[Data entries]
** begin **

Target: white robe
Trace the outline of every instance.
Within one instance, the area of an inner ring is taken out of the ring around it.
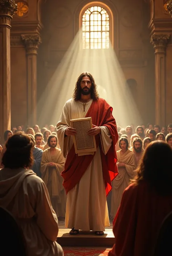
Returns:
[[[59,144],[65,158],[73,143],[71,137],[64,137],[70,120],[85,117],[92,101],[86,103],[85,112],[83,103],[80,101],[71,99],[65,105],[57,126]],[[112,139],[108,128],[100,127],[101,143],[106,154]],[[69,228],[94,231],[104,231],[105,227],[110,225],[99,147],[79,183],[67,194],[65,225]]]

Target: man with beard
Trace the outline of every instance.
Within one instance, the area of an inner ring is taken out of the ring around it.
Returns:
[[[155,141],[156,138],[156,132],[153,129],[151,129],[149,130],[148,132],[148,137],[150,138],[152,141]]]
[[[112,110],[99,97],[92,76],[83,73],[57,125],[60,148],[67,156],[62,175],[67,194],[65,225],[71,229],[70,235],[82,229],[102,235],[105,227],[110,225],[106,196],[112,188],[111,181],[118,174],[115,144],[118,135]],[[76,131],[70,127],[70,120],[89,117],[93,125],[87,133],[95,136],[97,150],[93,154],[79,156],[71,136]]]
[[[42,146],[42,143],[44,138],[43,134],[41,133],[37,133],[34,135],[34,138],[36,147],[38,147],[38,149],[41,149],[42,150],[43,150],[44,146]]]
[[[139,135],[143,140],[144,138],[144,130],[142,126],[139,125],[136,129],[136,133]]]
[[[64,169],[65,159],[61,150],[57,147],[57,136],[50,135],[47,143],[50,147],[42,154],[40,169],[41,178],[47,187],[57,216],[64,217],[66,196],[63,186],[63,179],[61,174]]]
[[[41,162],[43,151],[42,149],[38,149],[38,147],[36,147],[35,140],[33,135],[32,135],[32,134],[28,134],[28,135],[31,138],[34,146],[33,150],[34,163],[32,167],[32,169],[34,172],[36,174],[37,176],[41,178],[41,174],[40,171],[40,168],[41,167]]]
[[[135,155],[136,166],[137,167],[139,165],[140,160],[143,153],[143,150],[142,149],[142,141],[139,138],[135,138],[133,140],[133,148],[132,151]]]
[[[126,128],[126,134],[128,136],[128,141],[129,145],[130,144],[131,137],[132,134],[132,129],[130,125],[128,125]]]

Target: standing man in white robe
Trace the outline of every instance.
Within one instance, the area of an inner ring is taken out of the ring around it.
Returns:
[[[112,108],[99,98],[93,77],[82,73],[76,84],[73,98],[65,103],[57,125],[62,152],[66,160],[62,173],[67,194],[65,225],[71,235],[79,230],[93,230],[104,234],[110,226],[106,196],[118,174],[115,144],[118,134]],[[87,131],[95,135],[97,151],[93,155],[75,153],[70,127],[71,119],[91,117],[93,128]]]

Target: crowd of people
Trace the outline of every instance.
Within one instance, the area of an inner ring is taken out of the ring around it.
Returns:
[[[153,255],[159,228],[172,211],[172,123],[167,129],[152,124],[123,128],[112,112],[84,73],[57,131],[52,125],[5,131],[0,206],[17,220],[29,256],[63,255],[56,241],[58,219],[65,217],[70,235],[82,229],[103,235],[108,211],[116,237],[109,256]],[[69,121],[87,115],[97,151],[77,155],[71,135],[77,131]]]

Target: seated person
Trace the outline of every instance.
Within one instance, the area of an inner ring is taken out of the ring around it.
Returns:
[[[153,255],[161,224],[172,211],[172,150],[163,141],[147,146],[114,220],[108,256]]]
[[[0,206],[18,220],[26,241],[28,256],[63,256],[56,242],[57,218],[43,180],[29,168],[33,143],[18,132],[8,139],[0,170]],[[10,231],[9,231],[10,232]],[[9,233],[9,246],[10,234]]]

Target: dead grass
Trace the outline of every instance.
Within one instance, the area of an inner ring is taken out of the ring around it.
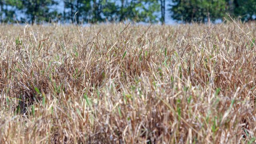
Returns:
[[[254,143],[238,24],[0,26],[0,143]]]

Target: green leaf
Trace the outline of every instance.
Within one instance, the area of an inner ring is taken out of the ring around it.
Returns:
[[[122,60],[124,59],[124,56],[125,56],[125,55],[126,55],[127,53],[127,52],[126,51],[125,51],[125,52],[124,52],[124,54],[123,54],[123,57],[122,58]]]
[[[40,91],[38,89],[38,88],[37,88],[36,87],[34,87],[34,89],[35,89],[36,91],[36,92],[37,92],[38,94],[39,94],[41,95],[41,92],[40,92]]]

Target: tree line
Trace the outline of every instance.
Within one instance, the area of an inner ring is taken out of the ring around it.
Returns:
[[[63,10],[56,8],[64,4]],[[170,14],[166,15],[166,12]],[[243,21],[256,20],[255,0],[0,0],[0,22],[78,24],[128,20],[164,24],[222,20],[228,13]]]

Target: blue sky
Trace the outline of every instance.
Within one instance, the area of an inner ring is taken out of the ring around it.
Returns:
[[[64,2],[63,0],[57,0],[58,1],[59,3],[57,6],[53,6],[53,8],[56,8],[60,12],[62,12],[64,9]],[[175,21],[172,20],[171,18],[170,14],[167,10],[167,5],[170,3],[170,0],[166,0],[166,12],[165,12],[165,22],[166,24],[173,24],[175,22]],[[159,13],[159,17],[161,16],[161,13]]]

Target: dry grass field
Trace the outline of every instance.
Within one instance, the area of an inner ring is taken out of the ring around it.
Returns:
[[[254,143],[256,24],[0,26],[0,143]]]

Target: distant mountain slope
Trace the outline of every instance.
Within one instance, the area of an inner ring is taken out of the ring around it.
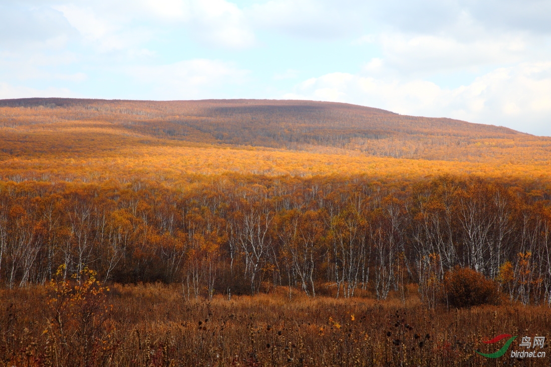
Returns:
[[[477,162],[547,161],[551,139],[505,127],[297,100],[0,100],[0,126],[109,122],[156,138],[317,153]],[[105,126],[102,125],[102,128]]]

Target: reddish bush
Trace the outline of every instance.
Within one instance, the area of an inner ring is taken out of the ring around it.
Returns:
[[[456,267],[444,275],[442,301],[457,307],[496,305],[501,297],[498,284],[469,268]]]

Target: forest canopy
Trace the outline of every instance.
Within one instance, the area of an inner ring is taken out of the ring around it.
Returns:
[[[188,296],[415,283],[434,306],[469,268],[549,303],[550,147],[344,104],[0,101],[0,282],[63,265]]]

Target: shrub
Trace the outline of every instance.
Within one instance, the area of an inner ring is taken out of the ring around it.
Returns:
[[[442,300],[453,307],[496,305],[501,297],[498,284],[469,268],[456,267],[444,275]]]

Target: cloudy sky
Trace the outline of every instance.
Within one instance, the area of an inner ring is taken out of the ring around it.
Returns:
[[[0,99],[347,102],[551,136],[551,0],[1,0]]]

** end **

- **STATED EXERCISE**:
Write out all of the material above word for word, but leave out the pictures.

- **THE RESPONSE**:
Target: white robe
Trace the outline of every instance.
Within one instance, the area of an inner ring is taken out of the ring around it.
Returns:
[[[59,144],[65,158],[73,143],[71,137],[64,137],[70,120],[85,117],[92,101],[86,103],[85,112],[83,103],[80,101],[71,99],[65,105],[57,126]],[[112,139],[108,128],[100,127],[101,143],[106,154]],[[69,228],[94,231],[104,231],[105,227],[110,225],[99,147],[79,183],[67,194],[65,225]]]

Target: man with beard
Trace the outline of every instance.
Within one instance, the area of an inner ring is taken out of the ring around it.
Returns:
[[[155,141],[156,138],[156,132],[153,129],[151,129],[149,130],[148,132],[148,137],[150,138],[152,141]]]
[[[112,110],[99,97],[92,76],[83,73],[57,125],[60,148],[67,156],[62,175],[67,194],[65,225],[71,229],[70,235],[82,229],[102,235],[105,227],[110,225],[106,196],[112,188],[111,181],[118,174],[115,144],[118,135]],[[76,131],[70,127],[70,120],[89,117],[93,125],[87,133],[95,136],[97,150],[93,154],[79,156],[71,136]]]
[[[42,146],[42,143],[44,138],[43,134],[41,133],[37,133],[34,135],[34,138],[36,147],[38,147],[38,149],[41,149],[42,150],[43,150],[44,146]]]
[[[139,135],[143,140],[144,138],[144,130],[142,126],[139,125],[136,129],[136,133]]]
[[[64,169],[65,159],[61,150],[57,147],[57,136],[50,135],[47,143],[50,147],[42,154],[40,169],[41,178],[47,187],[57,216],[64,217],[66,196],[63,186],[63,179],[61,174]]]
[[[41,162],[43,151],[42,149],[38,149],[38,147],[36,147],[35,140],[33,135],[32,135],[32,134],[28,134],[28,135],[31,138],[34,146],[33,150],[34,163],[32,167],[32,169],[34,172],[36,174],[37,176],[41,178],[41,174],[40,171],[40,168],[41,167]]]
[[[135,155],[136,166],[137,167],[139,165],[140,160],[143,153],[143,150],[142,149],[142,141],[139,138],[135,138],[133,140],[133,148],[132,151]]]
[[[126,128],[126,134],[128,136],[128,141],[129,145],[130,144],[131,137],[132,134],[132,129],[130,125],[128,125]]]

Target: standing man in white robe
Trace the outline of every instance.
Within one instance, the area of an inner ring is taken out of the ring around it.
Returns:
[[[112,108],[99,98],[93,77],[82,73],[76,84],[73,98],[65,103],[57,125],[62,152],[66,160],[62,173],[67,194],[65,225],[71,235],[79,230],[93,230],[104,234],[110,226],[106,196],[118,174],[115,144],[118,134]],[[87,131],[95,135],[97,151],[93,155],[75,153],[70,127],[71,119],[91,117],[93,128]]]

Target: crowd of people
Trace the outline of every instance.
Within one instance, the area of an inner ring is taken out of the ring around it.
Returns:
[[[153,255],[159,228],[172,211],[172,123],[167,129],[152,124],[123,128],[112,112],[84,73],[57,131],[52,125],[5,131],[0,206],[17,220],[29,256],[63,255],[56,241],[58,219],[65,217],[70,235],[82,229],[103,235],[108,211],[116,237],[109,256]],[[69,121],[87,115],[97,151],[77,155],[71,135],[77,131]]]

Target: seated person
Trace the outline of every instance.
Within one instance, the area of an inner ring is taken out of the ring around it.
Returns:
[[[153,255],[161,224],[172,211],[172,150],[163,141],[147,146],[114,220],[108,256]]]
[[[0,206],[18,220],[26,241],[28,256],[63,256],[56,242],[57,218],[43,180],[29,168],[33,143],[18,132],[8,139],[0,170]],[[10,231],[9,231],[10,232]],[[9,233],[9,246],[10,234]]]

Target: dead grass
Trace the outline of every instance.
Within one instance, the area of an inner ring is taken out of the ring around it.
Returns:
[[[254,143],[238,24],[0,26],[0,143]]]

Target: green leaf
Trace the outline of every instance.
Within one instance, the area of an inner ring is taken out of the ring around it.
Returns:
[[[122,60],[124,59],[124,56],[125,56],[125,55],[126,55],[127,53],[127,52],[126,51],[125,51],[125,52],[124,52],[124,54],[123,54],[123,57],[122,58]]]
[[[40,91],[38,89],[38,88],[37,88],[36,87],[34,87],[34,89],[35,89],[36,91],[36,92],[37,92],[38,94],[39,94],[41,95],[41,92],[40,92]]]

Target: tree line
Trace the outline of every instance.
Within one instance, the area of an inner ring is taken out of the ring around it.
Returns:
[[[63,10],[56,8],[64,4]],[[170,14],[166,15],[166,12]],[[243,21],[256,20],[255,0],[0,0],[0,22],[78,24],[128,20],[164,24],[222,20],[228,13]]]

Target: blue sky
Trace the outline of every instance.
Within one instance, the area of an inner ring is taken out of the ring around it.
Returns:
[[[64,2],[63,0],[57,0],[58,1],[59,3],[57,6],[53,6],[53,8],[56,8],[60,12],[62,12],[64,9]],[[175,21],[172,20],[171,18],[170,14],[167,10],[167,5],[170,3],[170,0],[166,0],[166,12],[165,12],[165,22],[166,24],[173,24],[175,22]],[[159,13],[159,17],[161,16],[161,13]]]

Target: dry grass field
Trace the outline of every instance.
Within one instance, the area of an inner ring is taken out of the ring around it.
Returns:
[[[254,143],[256,24],[0,26],[0,143]]]

Target: distant mountain slope
Trace the outline of every instance.
Within one instance, the area of an inner ring is taken out of the ring around it.
Returns:
[[[477,162],[547,161],[551,139],[505,127],[297,100],[0,100],[0,126],[109,122],[156,138],[317,153]],[[105,126],[102,125],[102,128]]]

Target: reddish bush
Trace the outline of every instance.
Within one instance, the area of an inner ring is taken out of the ring around it.
Returns:
[[[456,267],[444,275],[442,301],[457,307],[496,305],[501,297],[498,284],[469,268]]]

Target: forest canopy
Trace the outline of every instance.
Within one instance, the area of an inner ring is taken out of the ring around it.
Returns:
[[[188,296],[415,283],[434,306],[469,268],[549,303],[550,147],[344,104],[0,101],[0,282],[63,265]]]

Target: shrub
Trace the outline of every instance.
Within one instance, the area of an inner ring is taken out of the ring around it.
Returns:
[[[442,300],[453,307],[496,305],[501,297],[498,284],[469,268],[456,267],[444,275]]]

Target: cloudy sky
Trace the outline of every instance.
Within one instance, the area of an inner ring is taken out of the ring around it.
Returns:
[[[0,99],[347,102],[551,136],[551,0],[1,0]]]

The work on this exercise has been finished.